Referring expression data
□ □ □ □ □ □ □

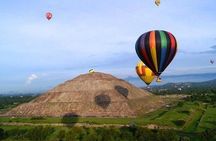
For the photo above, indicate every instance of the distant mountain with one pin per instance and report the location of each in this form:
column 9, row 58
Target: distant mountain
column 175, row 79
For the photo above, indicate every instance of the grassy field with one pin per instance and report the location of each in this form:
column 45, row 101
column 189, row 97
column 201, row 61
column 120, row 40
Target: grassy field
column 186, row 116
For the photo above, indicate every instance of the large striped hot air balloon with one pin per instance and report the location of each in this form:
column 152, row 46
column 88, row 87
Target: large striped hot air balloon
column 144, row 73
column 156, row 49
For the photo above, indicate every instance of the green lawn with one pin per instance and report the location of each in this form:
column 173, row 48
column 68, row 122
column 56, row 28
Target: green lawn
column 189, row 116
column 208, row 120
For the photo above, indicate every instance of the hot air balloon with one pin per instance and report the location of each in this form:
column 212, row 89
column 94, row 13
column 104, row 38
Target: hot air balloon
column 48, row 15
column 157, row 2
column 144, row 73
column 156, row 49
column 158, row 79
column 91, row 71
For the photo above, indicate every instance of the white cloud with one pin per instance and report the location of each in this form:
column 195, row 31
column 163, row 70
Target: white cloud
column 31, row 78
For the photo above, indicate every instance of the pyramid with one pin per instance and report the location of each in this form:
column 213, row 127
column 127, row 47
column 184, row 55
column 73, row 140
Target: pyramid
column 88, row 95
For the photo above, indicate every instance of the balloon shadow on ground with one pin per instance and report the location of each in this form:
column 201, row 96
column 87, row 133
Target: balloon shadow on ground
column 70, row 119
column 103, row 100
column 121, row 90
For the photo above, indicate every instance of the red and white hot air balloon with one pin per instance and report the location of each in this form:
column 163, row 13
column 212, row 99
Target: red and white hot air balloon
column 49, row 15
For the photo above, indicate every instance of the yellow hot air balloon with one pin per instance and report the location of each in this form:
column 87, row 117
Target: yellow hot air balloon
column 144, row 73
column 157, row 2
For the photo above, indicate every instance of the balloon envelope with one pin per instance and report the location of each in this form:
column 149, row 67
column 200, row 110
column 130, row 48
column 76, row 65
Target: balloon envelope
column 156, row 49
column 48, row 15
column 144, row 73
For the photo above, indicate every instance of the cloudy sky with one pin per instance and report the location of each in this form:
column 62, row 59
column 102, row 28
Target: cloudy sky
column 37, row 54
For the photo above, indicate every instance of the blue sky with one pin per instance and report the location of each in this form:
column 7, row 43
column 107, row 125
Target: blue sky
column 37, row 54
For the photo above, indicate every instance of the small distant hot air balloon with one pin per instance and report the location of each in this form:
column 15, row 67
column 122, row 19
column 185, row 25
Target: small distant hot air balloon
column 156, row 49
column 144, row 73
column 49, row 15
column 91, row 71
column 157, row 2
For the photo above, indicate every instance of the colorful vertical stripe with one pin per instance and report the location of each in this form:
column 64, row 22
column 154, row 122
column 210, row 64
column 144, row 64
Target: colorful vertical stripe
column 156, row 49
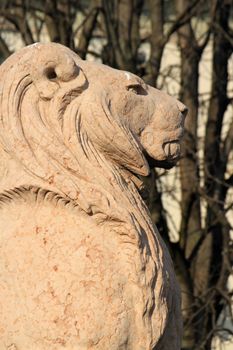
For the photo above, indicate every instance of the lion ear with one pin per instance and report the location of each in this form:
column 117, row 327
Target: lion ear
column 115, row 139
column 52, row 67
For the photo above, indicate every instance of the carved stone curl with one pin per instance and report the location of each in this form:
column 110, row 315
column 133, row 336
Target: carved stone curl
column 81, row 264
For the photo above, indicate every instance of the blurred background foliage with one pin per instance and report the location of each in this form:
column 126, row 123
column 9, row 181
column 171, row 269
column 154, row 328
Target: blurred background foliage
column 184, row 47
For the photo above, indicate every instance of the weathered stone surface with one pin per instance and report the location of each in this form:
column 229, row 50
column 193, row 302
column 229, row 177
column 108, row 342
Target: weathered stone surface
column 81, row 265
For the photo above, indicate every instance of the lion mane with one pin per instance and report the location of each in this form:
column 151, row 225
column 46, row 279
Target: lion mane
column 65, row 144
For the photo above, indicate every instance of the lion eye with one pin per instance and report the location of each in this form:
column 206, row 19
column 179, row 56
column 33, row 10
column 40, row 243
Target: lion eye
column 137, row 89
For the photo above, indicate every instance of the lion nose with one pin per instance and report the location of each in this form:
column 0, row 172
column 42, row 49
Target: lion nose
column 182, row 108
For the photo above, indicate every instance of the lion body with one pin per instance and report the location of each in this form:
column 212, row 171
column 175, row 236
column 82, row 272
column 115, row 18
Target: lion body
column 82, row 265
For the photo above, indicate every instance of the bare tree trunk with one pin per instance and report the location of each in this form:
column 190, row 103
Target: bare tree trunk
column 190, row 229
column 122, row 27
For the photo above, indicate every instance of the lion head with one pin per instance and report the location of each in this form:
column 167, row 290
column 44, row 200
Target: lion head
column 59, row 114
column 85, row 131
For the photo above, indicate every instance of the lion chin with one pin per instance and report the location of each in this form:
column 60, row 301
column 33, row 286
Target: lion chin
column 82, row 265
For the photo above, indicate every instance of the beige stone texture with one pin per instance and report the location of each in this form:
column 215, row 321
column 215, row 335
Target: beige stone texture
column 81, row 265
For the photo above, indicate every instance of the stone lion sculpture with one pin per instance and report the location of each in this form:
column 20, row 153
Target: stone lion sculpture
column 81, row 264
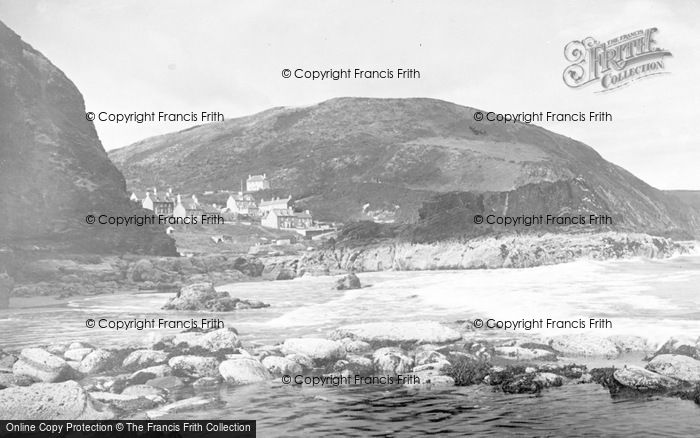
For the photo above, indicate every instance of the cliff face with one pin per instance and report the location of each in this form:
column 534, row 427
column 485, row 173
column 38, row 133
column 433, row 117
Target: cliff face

□ □ □ □ □ □ □

Retype the entries above exactly, but only from the line containing "Target: lion ear" through the line containing "column 40, row 243", both included.

Target: lion ear
column 115, row 139
column 52, row 67
For the photo above, indicate every instance of the carved stone curl with one pin per instance and report the location of each in this form:
column 110, row 315
column 133, row 336
Target: carved stone curl
column 81, row 264
For the photo above, indicate every instance of the blurred background foliage with one pin per instance and report the location of each in this form:
column 126, row 123
column 9, row 181
column 171, row 269
column 154, row 328
Target: blurred background foliage
column 184, row 47
For the photo above, indicate every instance of the weathered stone surface with one pin per instance and report the location of each in this form:
column 229, row 50
column 193, row 302
column 229, row 177
column 108, row 342
Target: weathered stone surface
column 81, row 265
For the photo above, indicate every instance of the lion mane with one pin per instance and report the location of each in this form:
column 151, row 225
column 46, row 279
Target: lion mane
column 65, row 144
For the photo above, indicate every instance of the lion eye with one pin per instance and report the location of each in this form:
column 206, row 19
column 179, row 56
column 33, row 10
column 40, row 243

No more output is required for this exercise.